_Work required_:
Look over the entries that follow and work out how many lines contain "below". State the number only.

Stored data entries
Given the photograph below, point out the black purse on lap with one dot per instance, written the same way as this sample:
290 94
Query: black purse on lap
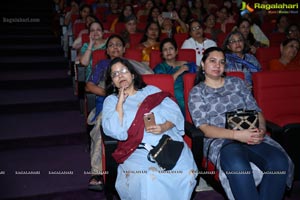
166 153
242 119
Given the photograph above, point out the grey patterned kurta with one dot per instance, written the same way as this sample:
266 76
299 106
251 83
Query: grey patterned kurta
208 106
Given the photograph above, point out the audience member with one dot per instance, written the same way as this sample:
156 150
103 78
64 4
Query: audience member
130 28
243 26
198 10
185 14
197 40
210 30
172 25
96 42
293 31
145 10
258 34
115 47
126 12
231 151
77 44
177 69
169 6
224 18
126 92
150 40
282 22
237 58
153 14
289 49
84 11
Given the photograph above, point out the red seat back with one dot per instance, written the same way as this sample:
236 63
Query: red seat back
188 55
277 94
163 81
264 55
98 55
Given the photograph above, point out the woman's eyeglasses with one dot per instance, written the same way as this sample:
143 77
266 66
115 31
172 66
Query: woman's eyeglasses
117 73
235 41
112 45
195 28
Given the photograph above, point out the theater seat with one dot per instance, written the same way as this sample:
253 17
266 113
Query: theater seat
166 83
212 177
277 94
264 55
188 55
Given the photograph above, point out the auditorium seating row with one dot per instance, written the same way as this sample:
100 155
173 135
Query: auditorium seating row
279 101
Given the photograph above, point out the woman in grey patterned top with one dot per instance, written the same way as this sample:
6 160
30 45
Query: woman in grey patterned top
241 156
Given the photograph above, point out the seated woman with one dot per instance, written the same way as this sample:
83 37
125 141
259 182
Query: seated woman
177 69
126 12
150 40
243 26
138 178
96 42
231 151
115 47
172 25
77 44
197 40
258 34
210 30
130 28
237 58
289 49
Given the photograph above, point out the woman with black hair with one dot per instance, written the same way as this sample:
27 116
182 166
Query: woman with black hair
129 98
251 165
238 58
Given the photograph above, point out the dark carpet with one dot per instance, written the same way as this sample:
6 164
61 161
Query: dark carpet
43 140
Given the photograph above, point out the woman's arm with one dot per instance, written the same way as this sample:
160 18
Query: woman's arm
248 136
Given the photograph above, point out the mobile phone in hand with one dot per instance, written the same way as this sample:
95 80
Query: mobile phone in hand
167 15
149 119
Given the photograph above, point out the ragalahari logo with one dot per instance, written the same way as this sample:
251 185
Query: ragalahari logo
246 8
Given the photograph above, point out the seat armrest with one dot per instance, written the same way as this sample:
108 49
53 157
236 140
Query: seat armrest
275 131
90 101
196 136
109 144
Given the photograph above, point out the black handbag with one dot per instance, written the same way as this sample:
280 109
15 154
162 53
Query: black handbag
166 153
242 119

--

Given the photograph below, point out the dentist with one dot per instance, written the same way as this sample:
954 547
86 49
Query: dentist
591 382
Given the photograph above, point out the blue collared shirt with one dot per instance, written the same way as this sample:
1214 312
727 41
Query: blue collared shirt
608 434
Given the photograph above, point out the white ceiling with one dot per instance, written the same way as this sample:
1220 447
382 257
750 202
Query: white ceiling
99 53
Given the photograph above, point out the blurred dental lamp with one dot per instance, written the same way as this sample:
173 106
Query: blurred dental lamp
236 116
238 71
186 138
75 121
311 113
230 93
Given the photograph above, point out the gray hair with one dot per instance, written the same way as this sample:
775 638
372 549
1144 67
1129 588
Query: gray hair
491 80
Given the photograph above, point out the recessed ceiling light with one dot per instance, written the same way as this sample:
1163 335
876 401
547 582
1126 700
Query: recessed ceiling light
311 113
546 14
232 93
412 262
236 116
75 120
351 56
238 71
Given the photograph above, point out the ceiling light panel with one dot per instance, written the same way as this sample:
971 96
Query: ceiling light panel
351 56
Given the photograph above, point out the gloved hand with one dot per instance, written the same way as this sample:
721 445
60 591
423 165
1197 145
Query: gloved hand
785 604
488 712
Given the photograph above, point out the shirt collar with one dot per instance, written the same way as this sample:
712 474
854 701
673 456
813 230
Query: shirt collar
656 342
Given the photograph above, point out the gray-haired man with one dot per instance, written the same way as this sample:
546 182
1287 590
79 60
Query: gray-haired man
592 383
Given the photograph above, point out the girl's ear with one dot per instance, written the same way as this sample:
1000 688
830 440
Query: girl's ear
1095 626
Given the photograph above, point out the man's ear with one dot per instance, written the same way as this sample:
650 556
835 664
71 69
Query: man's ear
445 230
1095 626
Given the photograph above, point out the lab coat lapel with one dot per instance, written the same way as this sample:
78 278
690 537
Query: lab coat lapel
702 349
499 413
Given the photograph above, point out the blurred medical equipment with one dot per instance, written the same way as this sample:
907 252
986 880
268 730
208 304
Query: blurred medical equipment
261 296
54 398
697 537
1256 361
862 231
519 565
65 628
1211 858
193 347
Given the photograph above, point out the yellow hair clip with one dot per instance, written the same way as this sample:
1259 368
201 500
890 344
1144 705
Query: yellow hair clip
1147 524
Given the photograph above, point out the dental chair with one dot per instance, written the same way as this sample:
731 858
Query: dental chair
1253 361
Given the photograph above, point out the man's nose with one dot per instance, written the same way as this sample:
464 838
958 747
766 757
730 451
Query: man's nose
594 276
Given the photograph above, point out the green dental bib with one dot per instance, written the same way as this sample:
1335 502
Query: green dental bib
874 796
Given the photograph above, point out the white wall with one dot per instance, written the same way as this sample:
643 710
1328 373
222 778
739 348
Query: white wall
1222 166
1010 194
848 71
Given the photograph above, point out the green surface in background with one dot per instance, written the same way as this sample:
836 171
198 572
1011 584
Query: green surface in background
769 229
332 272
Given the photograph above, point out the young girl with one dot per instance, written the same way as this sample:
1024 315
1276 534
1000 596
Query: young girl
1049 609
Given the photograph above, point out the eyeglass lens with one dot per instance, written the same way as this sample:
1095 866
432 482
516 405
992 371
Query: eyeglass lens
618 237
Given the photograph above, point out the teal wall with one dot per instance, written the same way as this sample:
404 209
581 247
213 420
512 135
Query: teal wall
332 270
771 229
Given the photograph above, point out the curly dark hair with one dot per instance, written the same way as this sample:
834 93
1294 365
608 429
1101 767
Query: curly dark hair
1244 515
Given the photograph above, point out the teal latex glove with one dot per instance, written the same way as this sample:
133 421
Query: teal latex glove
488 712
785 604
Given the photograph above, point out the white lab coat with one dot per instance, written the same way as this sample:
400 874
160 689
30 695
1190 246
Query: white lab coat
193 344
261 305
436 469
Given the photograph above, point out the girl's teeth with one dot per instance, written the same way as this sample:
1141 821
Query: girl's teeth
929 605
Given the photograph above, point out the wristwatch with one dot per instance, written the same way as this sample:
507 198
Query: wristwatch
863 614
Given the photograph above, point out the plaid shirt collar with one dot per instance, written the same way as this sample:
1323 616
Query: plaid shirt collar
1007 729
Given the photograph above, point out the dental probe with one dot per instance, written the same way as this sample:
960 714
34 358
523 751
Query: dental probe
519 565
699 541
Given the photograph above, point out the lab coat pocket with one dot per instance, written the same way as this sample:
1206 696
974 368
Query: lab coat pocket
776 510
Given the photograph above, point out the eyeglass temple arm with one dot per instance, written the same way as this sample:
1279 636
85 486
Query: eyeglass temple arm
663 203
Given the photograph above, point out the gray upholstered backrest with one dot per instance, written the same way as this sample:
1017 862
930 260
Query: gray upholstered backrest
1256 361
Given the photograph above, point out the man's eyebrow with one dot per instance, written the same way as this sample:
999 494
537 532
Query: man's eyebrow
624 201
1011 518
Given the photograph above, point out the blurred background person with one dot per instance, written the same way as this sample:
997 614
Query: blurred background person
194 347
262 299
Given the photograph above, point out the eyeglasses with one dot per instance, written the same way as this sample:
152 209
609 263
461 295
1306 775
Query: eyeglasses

_Result of the exercise_:
2